How many lines in the listing below contain the string "smiling"? Reply with the number alone.

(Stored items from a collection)
================
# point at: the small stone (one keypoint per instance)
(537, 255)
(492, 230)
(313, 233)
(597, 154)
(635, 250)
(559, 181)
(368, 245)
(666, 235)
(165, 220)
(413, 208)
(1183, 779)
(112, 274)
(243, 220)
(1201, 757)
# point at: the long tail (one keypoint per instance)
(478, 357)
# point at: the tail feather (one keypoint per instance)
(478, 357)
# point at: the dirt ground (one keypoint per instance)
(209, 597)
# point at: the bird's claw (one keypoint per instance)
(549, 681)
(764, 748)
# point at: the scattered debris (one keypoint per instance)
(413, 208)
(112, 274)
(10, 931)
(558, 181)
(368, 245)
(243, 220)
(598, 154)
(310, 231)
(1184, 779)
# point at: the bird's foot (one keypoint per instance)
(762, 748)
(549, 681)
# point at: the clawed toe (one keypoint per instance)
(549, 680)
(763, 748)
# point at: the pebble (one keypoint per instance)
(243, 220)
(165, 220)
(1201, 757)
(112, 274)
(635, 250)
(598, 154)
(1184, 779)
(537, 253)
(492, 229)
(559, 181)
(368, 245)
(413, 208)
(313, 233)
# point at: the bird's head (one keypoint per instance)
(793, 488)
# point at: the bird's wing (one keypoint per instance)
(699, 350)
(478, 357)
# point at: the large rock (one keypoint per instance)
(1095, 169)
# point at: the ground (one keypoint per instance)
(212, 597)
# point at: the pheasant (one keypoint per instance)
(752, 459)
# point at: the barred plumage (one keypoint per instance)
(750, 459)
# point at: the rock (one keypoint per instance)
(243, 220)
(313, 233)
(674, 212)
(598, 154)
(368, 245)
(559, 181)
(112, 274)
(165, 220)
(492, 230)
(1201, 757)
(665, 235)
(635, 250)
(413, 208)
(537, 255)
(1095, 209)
================
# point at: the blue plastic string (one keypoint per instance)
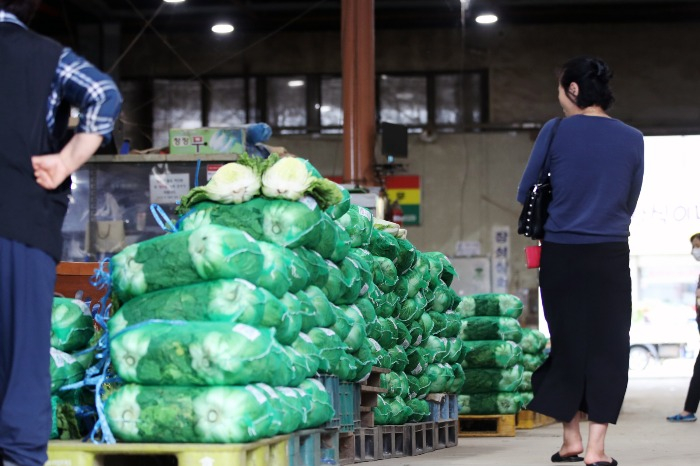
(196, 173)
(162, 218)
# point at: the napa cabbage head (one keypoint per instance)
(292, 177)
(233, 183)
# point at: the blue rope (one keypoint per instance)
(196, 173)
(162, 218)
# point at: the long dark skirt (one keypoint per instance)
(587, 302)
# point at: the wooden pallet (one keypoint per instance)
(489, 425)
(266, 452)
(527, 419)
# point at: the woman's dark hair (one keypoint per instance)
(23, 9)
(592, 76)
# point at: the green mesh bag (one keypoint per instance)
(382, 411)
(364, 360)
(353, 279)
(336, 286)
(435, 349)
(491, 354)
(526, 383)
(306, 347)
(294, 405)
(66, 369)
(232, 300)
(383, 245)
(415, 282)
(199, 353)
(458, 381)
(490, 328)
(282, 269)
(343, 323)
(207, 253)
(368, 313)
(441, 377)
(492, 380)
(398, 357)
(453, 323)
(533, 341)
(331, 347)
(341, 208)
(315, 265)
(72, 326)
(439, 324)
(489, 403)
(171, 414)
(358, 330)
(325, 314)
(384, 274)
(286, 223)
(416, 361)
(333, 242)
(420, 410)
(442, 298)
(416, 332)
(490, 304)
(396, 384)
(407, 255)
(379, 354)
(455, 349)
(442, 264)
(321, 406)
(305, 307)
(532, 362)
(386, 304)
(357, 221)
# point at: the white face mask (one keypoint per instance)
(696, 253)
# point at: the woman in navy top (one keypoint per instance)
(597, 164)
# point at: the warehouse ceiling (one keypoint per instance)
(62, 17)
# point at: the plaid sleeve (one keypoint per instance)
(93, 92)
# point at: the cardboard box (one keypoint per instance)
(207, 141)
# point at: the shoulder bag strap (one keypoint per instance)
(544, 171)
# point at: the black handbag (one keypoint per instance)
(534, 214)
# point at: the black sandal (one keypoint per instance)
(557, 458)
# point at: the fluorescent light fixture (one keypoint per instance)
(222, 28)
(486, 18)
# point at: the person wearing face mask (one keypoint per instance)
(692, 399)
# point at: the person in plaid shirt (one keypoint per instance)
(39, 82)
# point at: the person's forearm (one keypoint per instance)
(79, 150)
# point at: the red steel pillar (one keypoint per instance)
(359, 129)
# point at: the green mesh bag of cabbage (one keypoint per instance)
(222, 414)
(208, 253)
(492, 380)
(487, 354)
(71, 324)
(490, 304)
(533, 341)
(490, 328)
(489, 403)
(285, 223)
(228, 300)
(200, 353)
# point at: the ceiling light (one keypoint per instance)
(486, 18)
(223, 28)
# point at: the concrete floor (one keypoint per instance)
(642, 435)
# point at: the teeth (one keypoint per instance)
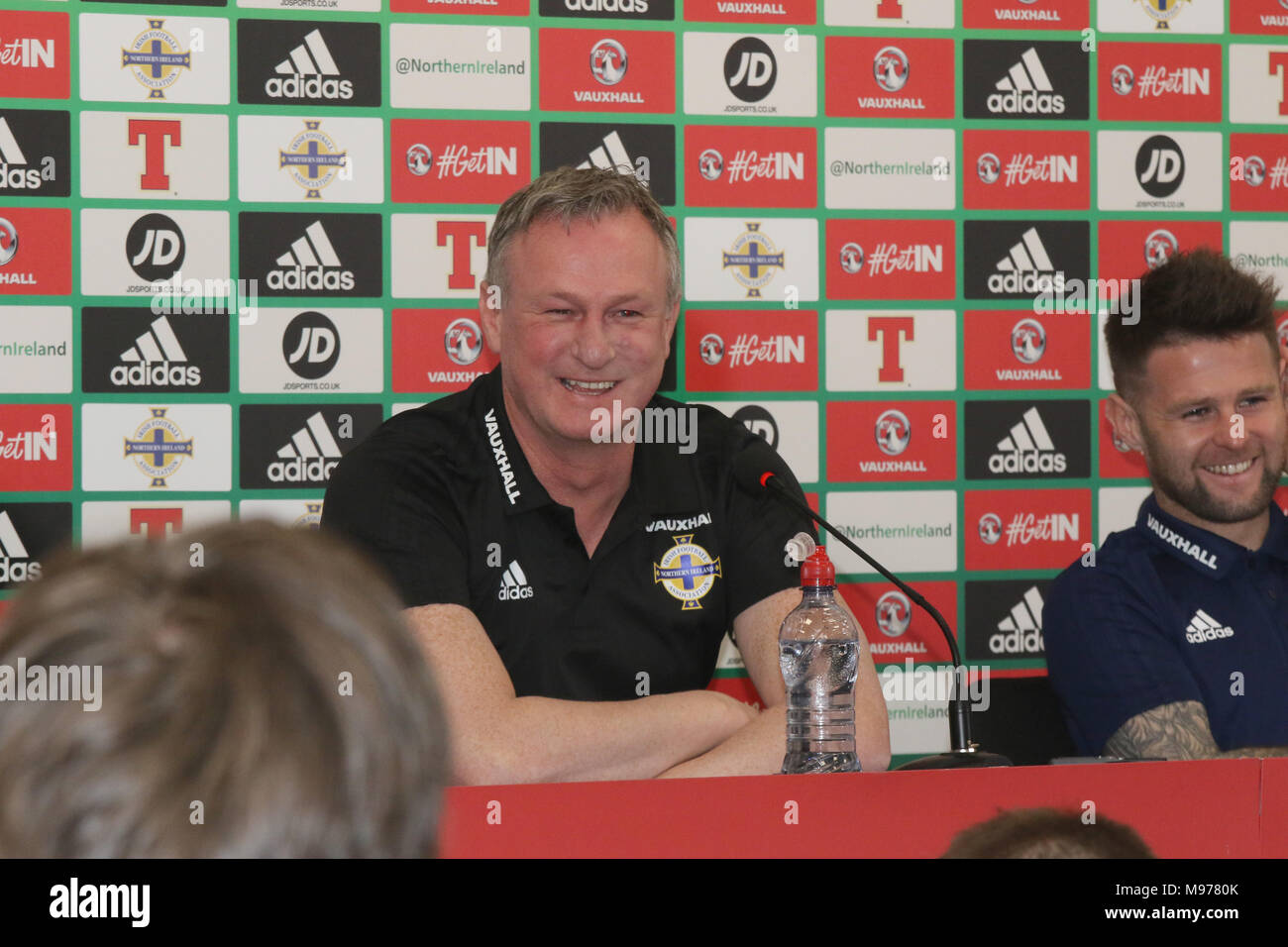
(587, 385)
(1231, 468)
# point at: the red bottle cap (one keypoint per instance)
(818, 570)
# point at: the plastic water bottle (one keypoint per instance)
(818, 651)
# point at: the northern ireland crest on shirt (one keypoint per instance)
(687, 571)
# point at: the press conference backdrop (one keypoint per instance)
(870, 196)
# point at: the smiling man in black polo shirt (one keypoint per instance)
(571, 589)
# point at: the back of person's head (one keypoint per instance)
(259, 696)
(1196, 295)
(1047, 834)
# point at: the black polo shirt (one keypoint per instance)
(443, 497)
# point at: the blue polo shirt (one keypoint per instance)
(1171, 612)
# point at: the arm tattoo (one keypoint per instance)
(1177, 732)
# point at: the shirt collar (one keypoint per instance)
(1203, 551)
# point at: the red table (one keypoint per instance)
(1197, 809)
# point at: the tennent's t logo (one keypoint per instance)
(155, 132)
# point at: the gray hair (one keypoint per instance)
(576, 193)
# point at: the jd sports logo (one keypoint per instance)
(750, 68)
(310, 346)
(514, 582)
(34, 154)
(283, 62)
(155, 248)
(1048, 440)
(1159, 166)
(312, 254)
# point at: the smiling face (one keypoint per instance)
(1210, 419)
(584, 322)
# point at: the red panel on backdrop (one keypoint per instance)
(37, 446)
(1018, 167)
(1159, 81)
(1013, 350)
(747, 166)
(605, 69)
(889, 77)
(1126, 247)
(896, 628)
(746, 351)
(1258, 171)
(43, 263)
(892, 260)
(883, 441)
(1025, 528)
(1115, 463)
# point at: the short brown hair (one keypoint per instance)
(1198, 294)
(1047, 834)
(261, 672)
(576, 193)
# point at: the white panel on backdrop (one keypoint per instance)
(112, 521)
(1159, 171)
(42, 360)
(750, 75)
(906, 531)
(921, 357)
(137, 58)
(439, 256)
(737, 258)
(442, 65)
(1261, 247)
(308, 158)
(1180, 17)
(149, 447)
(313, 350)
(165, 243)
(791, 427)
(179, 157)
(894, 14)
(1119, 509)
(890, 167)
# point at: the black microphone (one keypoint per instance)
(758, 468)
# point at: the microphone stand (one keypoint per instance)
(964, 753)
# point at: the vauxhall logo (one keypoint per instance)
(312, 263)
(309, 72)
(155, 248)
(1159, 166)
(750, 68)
================
## Response to the exercise
2